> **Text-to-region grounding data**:

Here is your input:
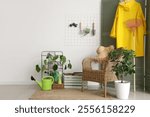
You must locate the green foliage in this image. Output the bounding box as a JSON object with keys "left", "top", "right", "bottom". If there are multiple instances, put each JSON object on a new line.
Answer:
{"left": 35, "top": 53, "right": 72, "bottom": 83}
{"left": 60, "top": 55, "right": 66, "bottom": 65}
{"left": 108, "top": 48, "right": 135, "bottom": 83}
{"left": 35, "top": 64, "right": 41, "bottom": 73}
{"left": 83, "top": 28, "right": 90, "bottom": 36}
{"left": 43, "top": 54, "right": 72, "bottom": 72}
{"left": 53, "top": 64, "right": 58, "bottom": 71}
{"left": 68, "top": 62, "right": 72, "bottom": 69}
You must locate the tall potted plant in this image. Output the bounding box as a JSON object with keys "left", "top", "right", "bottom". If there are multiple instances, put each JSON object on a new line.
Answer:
{"left": 108, "top": 47, "right": 135, "bottom": 99}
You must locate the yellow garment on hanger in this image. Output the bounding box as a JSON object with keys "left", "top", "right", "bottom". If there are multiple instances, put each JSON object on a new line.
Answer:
{"left": 110, "top": 0, "right": 146, "bottom": 56}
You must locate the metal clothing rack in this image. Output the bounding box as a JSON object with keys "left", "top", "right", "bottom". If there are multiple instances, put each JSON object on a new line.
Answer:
{"left": 143, "top": 0, "right": 147, "bottom": 91}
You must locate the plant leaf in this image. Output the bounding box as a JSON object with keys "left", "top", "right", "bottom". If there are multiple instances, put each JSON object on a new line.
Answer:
{"left": 42, "top": 65, "right": 46, "bottom": 72}
{"left": 53, "top": 55, "right": 58, "bottom": 61}
{"left": 53, "top": 64, "right": 58, "bottom": 71}
{"left": 68, "top": 63, "right": 72, "bottom": 69}
{"left": 60, "top": 55, "right": 66, "bottom": 65}
{"left": 35, "top": 65, "right": 41, "bottom": 73}
{"left": 64, "top": 65, "right": 67, "bottom": 70}
{"left": 44, "top": 59, "right": 48, "bottom": 65}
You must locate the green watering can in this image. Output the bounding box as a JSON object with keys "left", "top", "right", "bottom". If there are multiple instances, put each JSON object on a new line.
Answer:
{"left": 31, "top": 76, "right": 54, "bottom": 91}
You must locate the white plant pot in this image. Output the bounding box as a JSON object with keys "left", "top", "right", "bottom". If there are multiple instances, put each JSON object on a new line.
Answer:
{"left": 115, "top": 80, "right": 130, "bottom": 100}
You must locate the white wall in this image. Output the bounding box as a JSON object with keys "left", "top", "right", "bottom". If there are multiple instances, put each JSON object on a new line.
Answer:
{"left": 0, "top": 0, "right": 101, "bottom": 84}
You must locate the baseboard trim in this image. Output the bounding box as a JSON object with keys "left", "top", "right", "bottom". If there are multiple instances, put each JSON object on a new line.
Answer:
{"left": 0, "top": 82, "right": 35, "bottom": 85}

> **Exercise directions**: Restate the data word for word and exclude every picture.

> **Result for this exercise**:
Here is your input:
You must locate the green foliage in this image. Output the bounding box as a JSON object with keys "left", "top", "right", "bottom". If there are multiple instances, put each JSON object on a new line.
Answer:
{"left": 35, "top": 53, "right": 72, "bottom": 83}
{"left": 60, "top": 55, "right": 66, "bottom": 65}
{"left": 108, "top": 48, "right": 135, "bottom": 83}
{"left": 35, "top": 64, "right": 41, "bottom": 73}
{"left": 83, "top": 28, "right": 90, "bottom": 36}
{"left": 43, "top": 54, "right": 72, "bottom": 72}
{"left": 53, "top": 64, "right": 58, "bottom": 71}
{"left": 68, "top": 62, "right": 72, "bottom": 69}
You must locate the tall potted plant in this image. Output the bounding box as a JSON object with keys "left", "top", "right", "bottom". If there are multiple instances, put each JSON object on a new line.
Answer:
{"left": 108, "top": 47, "right": 135, "bottom": 99}
You must locate the yellow garment on hanger in this image. Output the bounding box as a JSON object with keys "left", "top", "right", "bottom". If there are multiple instances, put each JSON object on a new line.
Answer:
{"left": 110, "top": 0, "right": 146, "bottom": 56}
You must locate the metal clothing rack in this image. Output the bounding box as a JSON object with keys "left", "top", "right", "bottom". If there are multiple instances, put each JSON object on a new line.
Answer:
{"left": 143, "top": 0, "right": 147, "bottom": 91}
You must locate the plant leaf in this image. Output the bounding box as a JSON object with keys "left", "top", "right", "bottom". If there are multiple instances, put each JSON object on a new line.
Answer:
{"left": 42, "top": 65, "right": 46, "bottom": 72}
{"left": 53, "top": 55, "right": 58, "bottom": 61}
{"left": 53, "top": 64, "right": 58, "bottom": 71}
{"left": 68, "top": 63, "right": 72, "bottom": 69}
{"left": 60, "top": 55, "right": 66, "bottom": 65}
{"left": 35, "top": 65, "right": 41, "bottom": 73}
{"left": 64, "top": 65, "right": 67, "bottom": 70}
{"left": 44, "top": 59, "right": 48, "bottom": 65}
You must locate the green watering can in this image. Output the bounding box as a JSON object with keys "left", "top", "right", "bottom". If there are multiple instances, put each JSON object on a new line.
Answer:
{"left": 31, "top": 76, "right": 54, "bottom": 91}
You must locate the white plant pot in this image. Output the bounding box as a JSON object with keys "left", "top", "right", "bottom". If there are multiple instances, put each JSON object on a new line.
Answer:
{"left": 115, "top": 80, "right": 130, "bottom": 100}
You must locate the white wall in this image. Output the bounding box as a JSON object with keys "left", "top", "right", "bottom". If there are multiple instances, put each JSON object on a new line.
Answer:
{"left": 0, "top": 0, "right": 101, "bottom": 84}
You must locate the baseboard trim in this image. Output the bounding box as a JSON object with keys "left", "top", "right", "bottom". If there are multiple instances, put each JSON object on a new line.
Answer:
{"left": 0, "top": 82, "right": 35, "bottom": 85}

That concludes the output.